◆ **Task details**:
Turn every line of the listing below into a Markdown table with the columns "Row" and "Line," numbering the rows and skipping blank lines. Leave the pictures out of the table.
## Start Given records
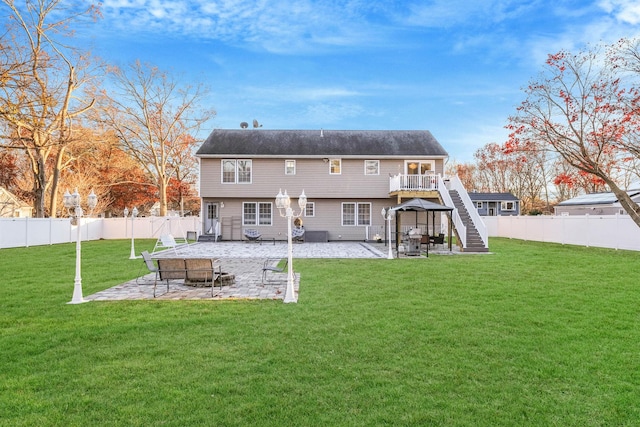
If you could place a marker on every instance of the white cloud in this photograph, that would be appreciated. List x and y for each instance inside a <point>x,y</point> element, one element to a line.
<point>276,25</point>
<point>627,11</point>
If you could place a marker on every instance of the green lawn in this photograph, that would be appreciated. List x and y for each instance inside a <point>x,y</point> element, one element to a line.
<point>534,334</point>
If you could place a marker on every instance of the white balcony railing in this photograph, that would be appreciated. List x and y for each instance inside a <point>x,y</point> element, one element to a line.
<point>403,182</point>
## End Given records
◆ **Answer below**:
| Row | Line |
|---|---|
| 1 | If you could place a marker on every instance of the white cloud in this photograph, that would be appreciated. List x and y for each instance inside a <point>x,y</point> element, one element to a line. |
| 2 | <point>276,25</point> |
| 3 | <point>627,11</point> |
| 4 | If you could place a marker on every instance of the green lawn in this photograph, that would be appreciated. List x and y for each instance inside a <point>x,y</point> element, one element to a line. |
| 5 | <point>534,334</point> |
| 6 | If you could place a marker on every instance of the white balcony railing in this photograph, that would be appreciated. List x and y for each instance inside a <point>x,y</point> element, one element to a line. |
| 7 | <point>403,182</point> |